> [The request]
Format the data below as a numbered list, covering only the stretch from the line containing "of the distant" through the line containing "pixel 77 192", and leave out any blank lines.

> [Records shown]
────────────────
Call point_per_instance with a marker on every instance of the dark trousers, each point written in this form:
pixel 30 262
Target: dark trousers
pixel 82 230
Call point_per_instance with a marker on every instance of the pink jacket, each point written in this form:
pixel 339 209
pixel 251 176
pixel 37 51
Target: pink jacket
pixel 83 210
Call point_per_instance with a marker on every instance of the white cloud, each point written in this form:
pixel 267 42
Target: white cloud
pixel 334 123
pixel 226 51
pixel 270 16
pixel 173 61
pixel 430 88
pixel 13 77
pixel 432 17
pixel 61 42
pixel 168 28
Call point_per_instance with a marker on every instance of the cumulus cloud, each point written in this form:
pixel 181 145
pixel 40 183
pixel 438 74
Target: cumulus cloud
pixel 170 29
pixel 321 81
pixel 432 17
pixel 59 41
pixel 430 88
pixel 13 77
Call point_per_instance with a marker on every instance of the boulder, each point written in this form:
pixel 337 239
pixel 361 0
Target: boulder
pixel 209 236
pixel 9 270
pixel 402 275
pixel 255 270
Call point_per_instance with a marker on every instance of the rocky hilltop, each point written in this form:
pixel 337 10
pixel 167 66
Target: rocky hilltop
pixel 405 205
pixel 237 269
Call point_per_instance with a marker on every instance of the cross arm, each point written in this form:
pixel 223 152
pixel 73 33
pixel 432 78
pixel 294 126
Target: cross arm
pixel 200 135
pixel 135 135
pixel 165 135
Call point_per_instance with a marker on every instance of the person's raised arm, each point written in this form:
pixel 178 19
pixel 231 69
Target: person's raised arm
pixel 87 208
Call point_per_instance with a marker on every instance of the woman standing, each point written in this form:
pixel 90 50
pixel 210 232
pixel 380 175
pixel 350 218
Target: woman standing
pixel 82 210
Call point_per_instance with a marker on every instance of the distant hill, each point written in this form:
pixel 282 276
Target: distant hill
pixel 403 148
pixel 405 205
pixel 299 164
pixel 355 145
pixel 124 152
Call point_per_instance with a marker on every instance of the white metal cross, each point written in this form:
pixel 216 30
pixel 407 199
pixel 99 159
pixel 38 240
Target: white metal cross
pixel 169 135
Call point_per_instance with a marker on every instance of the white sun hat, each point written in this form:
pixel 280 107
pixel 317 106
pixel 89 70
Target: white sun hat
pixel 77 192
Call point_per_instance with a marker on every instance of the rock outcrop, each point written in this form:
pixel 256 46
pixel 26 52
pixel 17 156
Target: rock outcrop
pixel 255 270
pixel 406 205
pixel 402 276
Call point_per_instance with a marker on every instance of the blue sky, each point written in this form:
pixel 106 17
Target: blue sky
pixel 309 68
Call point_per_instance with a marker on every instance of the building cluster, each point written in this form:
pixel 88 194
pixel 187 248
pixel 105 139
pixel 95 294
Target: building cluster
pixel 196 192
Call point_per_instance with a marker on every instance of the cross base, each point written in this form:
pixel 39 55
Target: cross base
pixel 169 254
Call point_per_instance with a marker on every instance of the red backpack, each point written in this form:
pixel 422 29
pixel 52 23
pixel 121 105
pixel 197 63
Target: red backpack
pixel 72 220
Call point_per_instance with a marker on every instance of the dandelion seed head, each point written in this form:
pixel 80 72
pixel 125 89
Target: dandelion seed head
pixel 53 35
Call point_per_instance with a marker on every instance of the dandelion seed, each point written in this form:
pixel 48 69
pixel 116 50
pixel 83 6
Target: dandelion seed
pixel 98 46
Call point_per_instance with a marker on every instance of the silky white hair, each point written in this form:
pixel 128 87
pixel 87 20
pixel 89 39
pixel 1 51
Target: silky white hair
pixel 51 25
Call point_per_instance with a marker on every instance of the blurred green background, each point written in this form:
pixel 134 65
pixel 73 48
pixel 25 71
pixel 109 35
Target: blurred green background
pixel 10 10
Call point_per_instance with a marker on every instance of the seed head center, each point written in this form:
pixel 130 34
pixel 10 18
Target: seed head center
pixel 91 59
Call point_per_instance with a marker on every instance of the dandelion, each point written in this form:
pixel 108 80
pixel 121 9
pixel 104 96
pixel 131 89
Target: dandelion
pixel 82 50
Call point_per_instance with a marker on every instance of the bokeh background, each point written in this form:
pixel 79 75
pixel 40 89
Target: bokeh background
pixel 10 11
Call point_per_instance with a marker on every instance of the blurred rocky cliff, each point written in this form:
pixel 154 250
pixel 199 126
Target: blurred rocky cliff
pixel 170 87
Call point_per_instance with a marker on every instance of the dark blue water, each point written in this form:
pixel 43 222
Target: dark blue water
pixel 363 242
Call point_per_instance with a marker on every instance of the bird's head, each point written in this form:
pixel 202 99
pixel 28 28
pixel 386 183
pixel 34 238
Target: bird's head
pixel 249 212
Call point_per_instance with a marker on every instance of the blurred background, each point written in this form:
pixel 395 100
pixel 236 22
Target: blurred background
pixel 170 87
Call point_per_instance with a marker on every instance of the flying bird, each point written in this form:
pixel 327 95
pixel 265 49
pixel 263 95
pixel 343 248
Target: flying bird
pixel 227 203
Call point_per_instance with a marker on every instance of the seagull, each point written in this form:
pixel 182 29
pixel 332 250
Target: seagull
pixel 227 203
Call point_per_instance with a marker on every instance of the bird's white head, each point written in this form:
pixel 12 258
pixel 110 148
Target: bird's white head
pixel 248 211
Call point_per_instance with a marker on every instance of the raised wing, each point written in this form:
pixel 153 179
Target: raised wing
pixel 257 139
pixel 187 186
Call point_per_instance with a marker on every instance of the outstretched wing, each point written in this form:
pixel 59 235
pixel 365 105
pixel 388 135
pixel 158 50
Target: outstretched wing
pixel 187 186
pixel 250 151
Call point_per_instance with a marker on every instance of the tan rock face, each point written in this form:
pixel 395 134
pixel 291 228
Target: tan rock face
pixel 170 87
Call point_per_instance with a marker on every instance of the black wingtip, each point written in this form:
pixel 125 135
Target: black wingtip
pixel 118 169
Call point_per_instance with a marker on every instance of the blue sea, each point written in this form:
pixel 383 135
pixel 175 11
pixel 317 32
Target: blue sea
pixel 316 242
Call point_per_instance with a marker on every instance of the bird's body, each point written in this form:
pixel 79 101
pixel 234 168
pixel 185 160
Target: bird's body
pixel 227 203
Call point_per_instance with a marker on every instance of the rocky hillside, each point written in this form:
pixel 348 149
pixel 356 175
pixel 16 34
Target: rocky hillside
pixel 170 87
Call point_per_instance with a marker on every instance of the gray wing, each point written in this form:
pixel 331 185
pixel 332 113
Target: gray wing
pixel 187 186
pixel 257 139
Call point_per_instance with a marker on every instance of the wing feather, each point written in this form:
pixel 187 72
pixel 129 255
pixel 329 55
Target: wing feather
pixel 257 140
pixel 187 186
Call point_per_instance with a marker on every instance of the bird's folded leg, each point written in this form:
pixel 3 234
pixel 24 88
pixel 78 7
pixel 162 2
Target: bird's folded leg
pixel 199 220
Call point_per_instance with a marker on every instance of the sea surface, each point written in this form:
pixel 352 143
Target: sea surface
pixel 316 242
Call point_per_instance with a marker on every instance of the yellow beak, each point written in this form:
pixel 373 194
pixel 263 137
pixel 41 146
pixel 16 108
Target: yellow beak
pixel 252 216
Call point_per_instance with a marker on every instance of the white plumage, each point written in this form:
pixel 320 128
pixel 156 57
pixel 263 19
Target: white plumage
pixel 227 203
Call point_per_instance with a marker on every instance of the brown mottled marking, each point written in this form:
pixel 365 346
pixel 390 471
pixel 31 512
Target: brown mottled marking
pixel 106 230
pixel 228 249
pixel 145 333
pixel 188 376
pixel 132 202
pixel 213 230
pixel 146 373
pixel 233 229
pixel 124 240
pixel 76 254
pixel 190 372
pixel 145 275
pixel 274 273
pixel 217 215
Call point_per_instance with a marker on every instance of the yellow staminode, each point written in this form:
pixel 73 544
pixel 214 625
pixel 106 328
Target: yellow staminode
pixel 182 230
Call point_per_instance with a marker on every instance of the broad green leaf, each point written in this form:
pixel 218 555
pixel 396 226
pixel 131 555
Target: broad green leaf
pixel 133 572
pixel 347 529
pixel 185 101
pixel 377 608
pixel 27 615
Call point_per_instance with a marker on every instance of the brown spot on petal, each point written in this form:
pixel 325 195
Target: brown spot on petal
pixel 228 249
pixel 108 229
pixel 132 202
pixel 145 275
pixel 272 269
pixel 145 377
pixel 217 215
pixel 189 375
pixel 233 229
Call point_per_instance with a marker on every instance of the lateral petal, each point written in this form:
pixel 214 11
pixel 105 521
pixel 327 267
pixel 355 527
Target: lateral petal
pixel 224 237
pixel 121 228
────────────────
> [Exercise response]
1. Call point_per_instance with a marker on every instance of the distant hill, each point written in this form:
2. pixel 282 276
3. Target: distant hill
4. pixel 403 148
5. pixel 405 205
6. pixel 299 164
7. pixel 355 145
8. pixel 124 152
9. Call point_per_instance with a marker on every instance of the white metal cross, each point written in this form:
10. pixel 216 30
11. pixel 407 199
12. pixel 99 159
13. pixel 38 240
14. Target: white metal cross
15. pixel 169 135
16. Call point_per_instance with a marker on every instance of the white sun hat, each point written in this form:
17. pixel 280 107
18. pixel 317 106
19. pixel 89 70
20. Target: white sun hat
21. pixel 77 192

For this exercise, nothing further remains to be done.